►
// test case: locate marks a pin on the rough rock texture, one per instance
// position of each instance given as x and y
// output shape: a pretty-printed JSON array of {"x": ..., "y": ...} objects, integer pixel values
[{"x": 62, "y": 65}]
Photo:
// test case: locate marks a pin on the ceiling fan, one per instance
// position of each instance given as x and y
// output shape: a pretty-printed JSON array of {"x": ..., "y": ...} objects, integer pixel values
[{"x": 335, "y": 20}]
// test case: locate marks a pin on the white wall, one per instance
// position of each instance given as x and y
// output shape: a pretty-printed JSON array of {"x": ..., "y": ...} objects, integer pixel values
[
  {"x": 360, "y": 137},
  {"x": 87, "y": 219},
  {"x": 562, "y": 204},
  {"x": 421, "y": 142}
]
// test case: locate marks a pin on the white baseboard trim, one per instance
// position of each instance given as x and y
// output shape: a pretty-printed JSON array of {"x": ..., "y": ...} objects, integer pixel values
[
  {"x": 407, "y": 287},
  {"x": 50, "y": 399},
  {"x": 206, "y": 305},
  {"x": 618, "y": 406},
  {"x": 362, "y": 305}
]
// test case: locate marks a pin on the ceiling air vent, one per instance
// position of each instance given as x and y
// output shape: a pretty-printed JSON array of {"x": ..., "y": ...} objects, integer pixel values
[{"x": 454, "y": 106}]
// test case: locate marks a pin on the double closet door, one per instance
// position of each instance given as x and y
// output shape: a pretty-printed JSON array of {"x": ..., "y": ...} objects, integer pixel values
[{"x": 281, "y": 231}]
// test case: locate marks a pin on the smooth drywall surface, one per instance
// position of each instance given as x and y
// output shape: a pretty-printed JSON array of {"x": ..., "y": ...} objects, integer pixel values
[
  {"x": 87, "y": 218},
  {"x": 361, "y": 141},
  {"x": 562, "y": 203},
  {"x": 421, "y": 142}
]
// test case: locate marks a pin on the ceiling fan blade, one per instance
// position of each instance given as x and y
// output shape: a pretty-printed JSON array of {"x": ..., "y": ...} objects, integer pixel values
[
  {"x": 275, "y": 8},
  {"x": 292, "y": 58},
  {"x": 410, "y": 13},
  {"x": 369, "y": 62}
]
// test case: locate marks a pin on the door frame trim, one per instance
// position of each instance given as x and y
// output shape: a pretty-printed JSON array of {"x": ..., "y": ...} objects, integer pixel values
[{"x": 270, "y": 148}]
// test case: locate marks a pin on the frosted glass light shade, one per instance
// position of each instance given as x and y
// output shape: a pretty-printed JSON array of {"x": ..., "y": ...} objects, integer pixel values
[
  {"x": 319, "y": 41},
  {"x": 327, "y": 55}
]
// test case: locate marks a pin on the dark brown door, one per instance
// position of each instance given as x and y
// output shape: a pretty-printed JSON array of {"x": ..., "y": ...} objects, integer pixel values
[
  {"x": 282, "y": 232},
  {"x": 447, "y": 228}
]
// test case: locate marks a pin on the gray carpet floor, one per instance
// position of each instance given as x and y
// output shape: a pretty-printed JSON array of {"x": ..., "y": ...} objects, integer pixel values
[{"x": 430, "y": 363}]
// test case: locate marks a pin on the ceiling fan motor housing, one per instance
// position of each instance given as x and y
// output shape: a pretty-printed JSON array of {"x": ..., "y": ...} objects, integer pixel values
◄
- Work to be completed -
In full and word for word, set down the records shown above.

- Solution -
// test case: locate marks a pin on the rough rock texture, one per instance
// position of each instance given as x and y
// output shape: a pretty-printed JSON array of {"x": ..., "y": ...} objects, integer pixel values
[{"x": 62, "y": 65}]
Photo:
// test case: locate marks a pin on the ceiling fan, one per instance
// position of each instance given as x and y
// output shape: a pretty-printed JSON array of {"x": ..., "y": ...} objects, integer pixel values
[{"x": 335, "y": 20}]
// test case: locate marks a pin on the white wall, one per instance
// position of each instance given as x and y
// output shape: a pretty-printed JSON array of {"x": ..., "y": ...} objects, integer pixel values
[
  {"x": 360, "y": 137},
  {"x": 87, "y": 219},
  {"x": 562, "y": 204},
  {"x": 421, "y": 142}
]
// test case: locate marks a pin on the white baseboard trim, one per instance
// position of each instance given as x and y
// output shape: a pretty-printed JSON array of {"x": ..., "y": ...} objects, integer pixel values
[
  {"x": 407, "y": 287},
  {"x": 50, "y": 399},
  {"x": 206, "y": 305},
  {"x": 618, "y": 406},
  {"x": 362, "y": 305}
]
// test case: locate marks a pin on the ceiling air vent, one per instance
// position of each instance given as x and y
// output shape: a pretty-printed JSON array of {"x": ..., "y": ...} objects, integer pixel values
[{"x": 454, "y": 106}]
// test case: locate marks a pin on the double closet door, one per instance
// position of each instance given as x and y
// output shape: a pretty-printed JSON array of {"x": ..., "y": ...} objects, integer pixel values
[{"x": 281, "y": 231}]
// test case: locate marks a pin on the smooth drywall surface, one per instance
// position of each instance given as x and y
// output shape: a pretty-printed JSON array of {"x": ..., "y": ...} objects, integer pixel values
[
  {"x": 87, "y": 218},
  {"x": 361, "y": 141},
  {"x": 562, "y": 203},
  {"x": 421, "y": 142}
]
// test case: locate marks a pin on the ceiling fan blade, one per instance
// position of each instance given as x and y
// output shape: a pretty-printed JSON array of {"x": ..., "y": ...} objects, integer pixel values
[
  {"x": 275, "y": 8},
  {"x": 292, "y": 58},
  {"x": 410, "y": 13},
  {"x": 369, "y": 62}
]
// test case: locate marks a pin on the door frame trim, one per instance
// position of each instance given as x and y
// output shape: a pretty-printed JSON array of {"x": ..., "y": ...} objects, integer pixel values
[{"x": 270, "y": 148}]
// test case: locate marks a pin on the frosted glass light shade, one per instance
// position of each instance given as x and y
// output shape: a pretty-printed JSON array of {"x": ..., "y": ...} objects, integer pixel values
[
  {"x": 319, "y": 41},
  {"x": 327, "y": 55}
]
// test case: locate marks a pin on the dark brown door, one per instance
// position of each instance given as x and y
// output shape: a pretty-printed JSON array of {"x": ..., "y": ...} objects, integer pixel values
[
  {"x": 282, "y": 232},
  {"x": 447, "y": 228}
]
// test case: locate marks a pin on the gray carpet floor, one per instance
// position of each instance given as x and y
// output shape: a pretty-printed JSON array of {"x": ..., "y": ...} objects, integer pixel values
[{"x": 430, "y": 363}]
// test case: locate marks a pin on the ceiling fan motor housing, one per instance
// position of each instance given as x and y
// output shape: a pretty-printed JSON array of {"x": ..., "y": ...} objects, integer pixel values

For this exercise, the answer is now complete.